#### Stated problem:
Rewrite the items below, beginning with the line containing "Reviewer note: verify that every instance of the dining" and continuing through the line containing "[[22, 167]]", and include every line in that span. Shift each pixel coordinate in the answer lists that follow the "Query:" lines by -105, and leave the sample coordinates and all other text unchanged.

-- START OF Data provided --

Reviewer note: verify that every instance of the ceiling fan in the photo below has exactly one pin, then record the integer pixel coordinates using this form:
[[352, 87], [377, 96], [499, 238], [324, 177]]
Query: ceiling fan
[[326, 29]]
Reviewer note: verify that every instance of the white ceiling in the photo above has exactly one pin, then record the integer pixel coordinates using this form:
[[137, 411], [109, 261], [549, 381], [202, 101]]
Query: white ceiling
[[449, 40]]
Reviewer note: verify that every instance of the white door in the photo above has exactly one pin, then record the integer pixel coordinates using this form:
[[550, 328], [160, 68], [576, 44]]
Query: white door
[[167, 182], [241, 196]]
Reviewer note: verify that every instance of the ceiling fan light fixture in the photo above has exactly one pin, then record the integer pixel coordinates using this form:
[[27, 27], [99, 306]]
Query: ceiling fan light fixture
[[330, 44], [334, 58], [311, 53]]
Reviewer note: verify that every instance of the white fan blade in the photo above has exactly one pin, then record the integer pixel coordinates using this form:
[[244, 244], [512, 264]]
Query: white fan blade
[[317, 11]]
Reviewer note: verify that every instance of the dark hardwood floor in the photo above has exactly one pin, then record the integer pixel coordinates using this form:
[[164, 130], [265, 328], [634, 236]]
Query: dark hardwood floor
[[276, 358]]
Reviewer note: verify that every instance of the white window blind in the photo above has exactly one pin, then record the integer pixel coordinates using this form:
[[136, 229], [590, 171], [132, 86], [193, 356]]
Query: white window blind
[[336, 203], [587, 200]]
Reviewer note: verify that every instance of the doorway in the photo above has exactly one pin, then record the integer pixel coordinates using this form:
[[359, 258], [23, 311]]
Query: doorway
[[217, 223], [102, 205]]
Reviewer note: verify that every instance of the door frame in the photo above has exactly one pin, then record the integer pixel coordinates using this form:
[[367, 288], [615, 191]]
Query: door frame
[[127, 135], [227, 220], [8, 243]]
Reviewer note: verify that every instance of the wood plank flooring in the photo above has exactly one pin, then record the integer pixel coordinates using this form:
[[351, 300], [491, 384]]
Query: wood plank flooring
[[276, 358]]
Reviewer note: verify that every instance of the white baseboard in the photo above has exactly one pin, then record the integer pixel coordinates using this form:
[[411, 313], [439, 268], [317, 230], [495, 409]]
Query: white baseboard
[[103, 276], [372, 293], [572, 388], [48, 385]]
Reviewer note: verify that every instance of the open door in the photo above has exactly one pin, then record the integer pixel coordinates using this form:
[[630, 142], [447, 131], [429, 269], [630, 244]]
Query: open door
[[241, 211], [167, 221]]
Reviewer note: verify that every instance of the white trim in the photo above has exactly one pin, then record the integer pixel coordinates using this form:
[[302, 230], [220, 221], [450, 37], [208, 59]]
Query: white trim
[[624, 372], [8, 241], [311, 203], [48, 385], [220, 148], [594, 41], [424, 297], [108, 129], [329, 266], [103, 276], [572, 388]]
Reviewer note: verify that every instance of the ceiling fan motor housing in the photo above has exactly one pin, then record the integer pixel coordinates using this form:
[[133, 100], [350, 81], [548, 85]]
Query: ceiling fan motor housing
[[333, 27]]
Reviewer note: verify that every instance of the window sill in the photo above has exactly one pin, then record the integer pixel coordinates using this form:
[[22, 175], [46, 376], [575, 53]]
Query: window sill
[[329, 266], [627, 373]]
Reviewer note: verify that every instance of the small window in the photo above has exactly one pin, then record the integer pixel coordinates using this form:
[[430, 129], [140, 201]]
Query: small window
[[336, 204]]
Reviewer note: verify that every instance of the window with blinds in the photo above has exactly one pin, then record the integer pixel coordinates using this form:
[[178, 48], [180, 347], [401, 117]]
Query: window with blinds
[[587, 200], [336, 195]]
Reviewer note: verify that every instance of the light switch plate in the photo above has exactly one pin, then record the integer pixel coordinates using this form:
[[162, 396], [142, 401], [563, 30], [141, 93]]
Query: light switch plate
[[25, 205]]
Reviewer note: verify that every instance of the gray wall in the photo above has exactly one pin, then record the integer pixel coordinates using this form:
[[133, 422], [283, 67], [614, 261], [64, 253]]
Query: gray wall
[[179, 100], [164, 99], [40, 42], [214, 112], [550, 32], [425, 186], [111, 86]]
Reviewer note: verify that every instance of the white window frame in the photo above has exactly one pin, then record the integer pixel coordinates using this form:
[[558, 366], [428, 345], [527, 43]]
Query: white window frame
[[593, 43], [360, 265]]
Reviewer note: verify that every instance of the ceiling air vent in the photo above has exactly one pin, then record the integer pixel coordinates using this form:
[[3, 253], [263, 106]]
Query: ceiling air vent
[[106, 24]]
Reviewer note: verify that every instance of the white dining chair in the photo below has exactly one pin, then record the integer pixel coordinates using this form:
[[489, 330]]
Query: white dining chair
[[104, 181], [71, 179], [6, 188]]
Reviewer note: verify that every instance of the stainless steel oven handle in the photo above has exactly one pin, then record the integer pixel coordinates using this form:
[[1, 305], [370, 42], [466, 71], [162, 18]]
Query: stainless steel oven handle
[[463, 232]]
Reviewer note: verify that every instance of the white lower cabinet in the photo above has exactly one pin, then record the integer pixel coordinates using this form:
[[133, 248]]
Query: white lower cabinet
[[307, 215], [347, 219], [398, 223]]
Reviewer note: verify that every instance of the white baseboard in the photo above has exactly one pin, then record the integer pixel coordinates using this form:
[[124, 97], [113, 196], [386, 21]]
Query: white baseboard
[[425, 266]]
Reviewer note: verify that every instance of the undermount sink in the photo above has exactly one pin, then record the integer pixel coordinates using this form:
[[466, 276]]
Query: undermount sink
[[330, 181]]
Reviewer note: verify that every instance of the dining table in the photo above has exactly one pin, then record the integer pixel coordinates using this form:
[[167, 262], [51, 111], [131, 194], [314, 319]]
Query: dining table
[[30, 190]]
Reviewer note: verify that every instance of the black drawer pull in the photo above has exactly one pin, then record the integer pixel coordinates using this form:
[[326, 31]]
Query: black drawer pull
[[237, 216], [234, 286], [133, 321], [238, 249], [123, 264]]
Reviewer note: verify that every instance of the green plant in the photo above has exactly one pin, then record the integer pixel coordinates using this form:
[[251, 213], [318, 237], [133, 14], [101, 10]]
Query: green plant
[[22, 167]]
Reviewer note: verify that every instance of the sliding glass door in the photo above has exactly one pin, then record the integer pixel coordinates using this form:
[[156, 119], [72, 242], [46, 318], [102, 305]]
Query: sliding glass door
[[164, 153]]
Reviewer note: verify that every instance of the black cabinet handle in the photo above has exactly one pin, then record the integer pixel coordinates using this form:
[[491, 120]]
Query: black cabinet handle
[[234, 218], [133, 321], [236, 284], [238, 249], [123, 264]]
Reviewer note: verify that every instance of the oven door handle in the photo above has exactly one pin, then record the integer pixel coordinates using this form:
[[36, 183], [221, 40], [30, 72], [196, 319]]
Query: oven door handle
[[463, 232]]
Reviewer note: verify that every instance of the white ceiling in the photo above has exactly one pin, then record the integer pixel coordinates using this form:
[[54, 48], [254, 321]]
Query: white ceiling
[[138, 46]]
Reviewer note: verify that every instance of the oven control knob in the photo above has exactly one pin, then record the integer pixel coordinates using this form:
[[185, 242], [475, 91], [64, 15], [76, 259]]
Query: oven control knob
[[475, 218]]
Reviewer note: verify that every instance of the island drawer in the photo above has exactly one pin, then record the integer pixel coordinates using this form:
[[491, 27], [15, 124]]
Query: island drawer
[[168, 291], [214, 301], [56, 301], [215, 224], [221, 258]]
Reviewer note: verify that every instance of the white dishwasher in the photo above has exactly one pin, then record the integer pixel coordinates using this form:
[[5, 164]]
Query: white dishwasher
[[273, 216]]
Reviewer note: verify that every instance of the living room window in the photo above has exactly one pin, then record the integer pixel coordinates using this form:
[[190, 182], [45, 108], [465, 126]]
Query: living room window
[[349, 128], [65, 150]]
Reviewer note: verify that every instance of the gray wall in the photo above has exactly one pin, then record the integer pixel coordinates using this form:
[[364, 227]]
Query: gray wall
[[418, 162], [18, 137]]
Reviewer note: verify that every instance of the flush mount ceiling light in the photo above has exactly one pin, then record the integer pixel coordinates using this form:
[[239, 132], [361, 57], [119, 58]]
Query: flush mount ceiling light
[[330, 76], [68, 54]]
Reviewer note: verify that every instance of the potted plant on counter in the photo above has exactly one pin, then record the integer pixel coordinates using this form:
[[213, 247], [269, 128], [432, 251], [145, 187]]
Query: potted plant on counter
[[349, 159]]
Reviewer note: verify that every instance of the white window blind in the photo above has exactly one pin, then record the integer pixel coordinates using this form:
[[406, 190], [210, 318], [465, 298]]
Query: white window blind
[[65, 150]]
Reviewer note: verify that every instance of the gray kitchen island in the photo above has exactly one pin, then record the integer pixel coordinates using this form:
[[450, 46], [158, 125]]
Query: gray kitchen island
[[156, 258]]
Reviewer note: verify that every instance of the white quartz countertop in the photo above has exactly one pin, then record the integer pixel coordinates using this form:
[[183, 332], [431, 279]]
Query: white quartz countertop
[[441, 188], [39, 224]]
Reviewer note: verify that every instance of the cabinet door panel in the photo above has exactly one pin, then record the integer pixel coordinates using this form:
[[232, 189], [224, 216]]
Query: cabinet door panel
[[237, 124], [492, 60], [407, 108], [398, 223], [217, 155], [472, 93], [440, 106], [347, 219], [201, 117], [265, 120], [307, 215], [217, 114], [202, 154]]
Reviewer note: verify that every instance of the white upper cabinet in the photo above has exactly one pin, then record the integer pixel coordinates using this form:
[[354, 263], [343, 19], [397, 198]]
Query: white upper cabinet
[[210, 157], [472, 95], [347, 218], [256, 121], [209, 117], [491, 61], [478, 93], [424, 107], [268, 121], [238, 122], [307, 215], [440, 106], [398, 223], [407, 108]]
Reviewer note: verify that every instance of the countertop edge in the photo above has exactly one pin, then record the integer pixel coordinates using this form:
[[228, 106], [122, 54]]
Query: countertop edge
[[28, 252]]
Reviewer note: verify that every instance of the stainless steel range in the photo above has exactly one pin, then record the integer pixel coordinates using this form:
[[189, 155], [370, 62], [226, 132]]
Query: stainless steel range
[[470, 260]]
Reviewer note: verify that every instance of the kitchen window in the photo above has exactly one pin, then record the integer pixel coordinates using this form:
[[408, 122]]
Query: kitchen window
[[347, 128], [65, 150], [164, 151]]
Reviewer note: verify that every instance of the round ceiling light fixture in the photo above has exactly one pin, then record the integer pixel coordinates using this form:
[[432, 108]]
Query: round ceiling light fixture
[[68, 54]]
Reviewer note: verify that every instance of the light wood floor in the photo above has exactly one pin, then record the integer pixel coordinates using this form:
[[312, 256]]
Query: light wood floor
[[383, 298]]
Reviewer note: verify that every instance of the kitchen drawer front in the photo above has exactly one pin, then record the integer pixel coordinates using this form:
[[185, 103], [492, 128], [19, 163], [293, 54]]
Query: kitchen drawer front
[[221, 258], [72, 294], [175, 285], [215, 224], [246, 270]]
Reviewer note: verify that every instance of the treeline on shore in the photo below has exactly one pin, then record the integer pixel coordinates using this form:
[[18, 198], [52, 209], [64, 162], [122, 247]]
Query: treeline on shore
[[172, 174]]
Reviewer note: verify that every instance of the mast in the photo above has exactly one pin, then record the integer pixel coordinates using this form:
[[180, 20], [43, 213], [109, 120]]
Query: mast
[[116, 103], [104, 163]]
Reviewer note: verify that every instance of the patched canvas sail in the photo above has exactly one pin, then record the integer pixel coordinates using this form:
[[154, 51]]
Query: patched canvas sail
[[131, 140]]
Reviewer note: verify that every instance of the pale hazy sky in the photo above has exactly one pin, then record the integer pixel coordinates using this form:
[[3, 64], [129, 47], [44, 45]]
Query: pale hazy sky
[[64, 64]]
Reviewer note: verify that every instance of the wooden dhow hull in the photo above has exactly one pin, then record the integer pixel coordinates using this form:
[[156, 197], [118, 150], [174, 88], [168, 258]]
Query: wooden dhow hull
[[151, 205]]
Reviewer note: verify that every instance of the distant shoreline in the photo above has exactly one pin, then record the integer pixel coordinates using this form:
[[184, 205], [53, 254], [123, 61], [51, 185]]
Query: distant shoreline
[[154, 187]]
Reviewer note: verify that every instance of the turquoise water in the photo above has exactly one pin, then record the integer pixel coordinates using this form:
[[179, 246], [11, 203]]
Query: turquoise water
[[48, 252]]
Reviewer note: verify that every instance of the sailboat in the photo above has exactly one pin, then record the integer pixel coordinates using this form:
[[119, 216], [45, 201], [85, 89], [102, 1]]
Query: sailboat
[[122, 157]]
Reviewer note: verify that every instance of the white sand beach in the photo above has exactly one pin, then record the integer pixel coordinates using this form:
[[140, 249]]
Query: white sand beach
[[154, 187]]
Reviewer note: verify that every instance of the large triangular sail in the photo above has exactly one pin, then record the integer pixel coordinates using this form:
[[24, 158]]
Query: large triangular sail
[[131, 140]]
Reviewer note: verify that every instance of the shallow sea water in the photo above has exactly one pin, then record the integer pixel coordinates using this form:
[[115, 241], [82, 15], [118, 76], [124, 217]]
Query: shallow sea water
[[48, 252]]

-- END OF Data provided --

#### Task solution:
Reviewer note: verify that every instance of the dining table in the photo above has exactly one pin, then record the integer pixel coordinates using this form:
[[167, 262], [51, 111], [131, 194], [314, 319]]
Query: dining table
[[-75, 85]]
Reviewer note: verify that every instance of the black drawer pull in the photo above has exactly one pin, then record the integer pixel coordinates using this form:
[[326, 31]]
Query: black drawer pull
[[132, 111], [129, 181], [28, 216], [133, 144], [18, 159]]
Reviewer note: verify that every instance of the green plant in the photo above has exactly one pin, then record the integer pixel coordinates using this form:
[[251, 213], [318, 237], [133, 14], [101, 10]]
Query: green plant
[[-83, 62]]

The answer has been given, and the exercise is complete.